▶ [What to produce]
In the listing below, locate the line containing "Task: set a dot on every instance of the tree" and copy it and every line after it through the end, exactly as written, leaving out any pictures.

▶ [The input]
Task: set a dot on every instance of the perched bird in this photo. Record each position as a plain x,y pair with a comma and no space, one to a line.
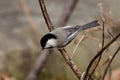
61,36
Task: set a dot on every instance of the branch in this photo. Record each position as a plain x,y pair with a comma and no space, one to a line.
66,13
99,57
39,64
70,63
30,20
106,69
45,15
33,75
99,53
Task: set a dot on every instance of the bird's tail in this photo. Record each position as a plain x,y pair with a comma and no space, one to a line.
90,25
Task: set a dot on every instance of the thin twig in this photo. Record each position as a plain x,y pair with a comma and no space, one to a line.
66,13
70,63
45,14
39,64
99,58
30,20
81,39
63,52
106,69
99,53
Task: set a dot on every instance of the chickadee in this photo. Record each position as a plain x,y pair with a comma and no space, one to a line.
62,36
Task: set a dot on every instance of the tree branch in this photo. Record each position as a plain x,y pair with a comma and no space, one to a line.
36,69
99,53
106,69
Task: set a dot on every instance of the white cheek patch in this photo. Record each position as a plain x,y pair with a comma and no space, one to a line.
51,42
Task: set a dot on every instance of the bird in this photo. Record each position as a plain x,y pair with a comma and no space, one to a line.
62,36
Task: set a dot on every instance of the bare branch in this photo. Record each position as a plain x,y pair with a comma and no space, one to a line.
66,13
99,58
45,14
39,64
70,63
33,75
30,20
106,69
99,53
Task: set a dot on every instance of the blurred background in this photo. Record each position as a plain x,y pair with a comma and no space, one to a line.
22,25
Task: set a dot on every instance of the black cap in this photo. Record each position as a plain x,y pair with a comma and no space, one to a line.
45,38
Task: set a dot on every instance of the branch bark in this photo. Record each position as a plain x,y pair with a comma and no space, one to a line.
36,69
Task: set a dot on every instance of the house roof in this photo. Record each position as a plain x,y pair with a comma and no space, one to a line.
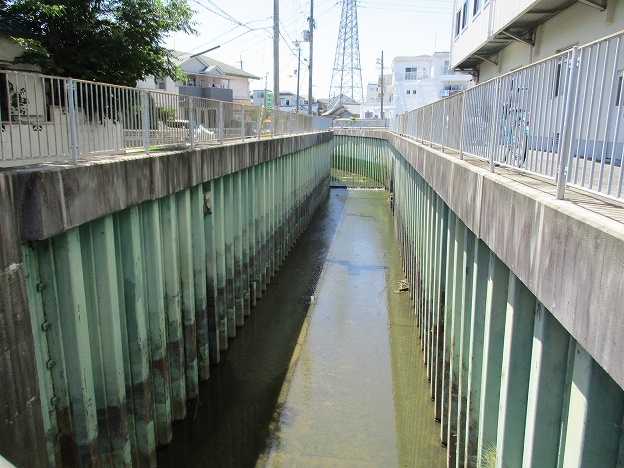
210,63
15,27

▶ [Exercise result]
Task: set a dot on every instance of the tree branch in this photo. Record each position as a plain x,y pair with a comma and no space, one to a line.
36,69
99,53
106,69
Task: set a dot on every instance of the white cheek patch in this photo. Record each position as a plain x,y pair with a comma and no space, one to a line.
51,42
Task: set a dot on every instance of the bird in this photo. Record each position as a plain x,y pair with a comma and no space, one to a line.
62,36
Task: set a dot on every instance of the bare branch in this photo. Record each position as a plain x,y pair with a comma and no space, one to a line.
66,13
99,58
45,14
39,64
70,63
33,75
30,20
106,69
99,53
Task: set a dot on every instance of the blurred background in this photo. Record each position as a plain x,y pair with a comma and no space, one to a line.
22,25
Task: set a dot on every instance of the black cap in this photo. Record each position as a plain x,y pair with a comma and no space, one to a line.
45,38
Task: set a dot on every instance of the branch bark in this photo. Record each position as a plain x,y pair with a comma and no space, one to a line.
36,69
Task: set a dot on every instance of the house roof in this photo. Record each position as a plain x,y pair with a comma and no space, one to a line.
210,63
15,27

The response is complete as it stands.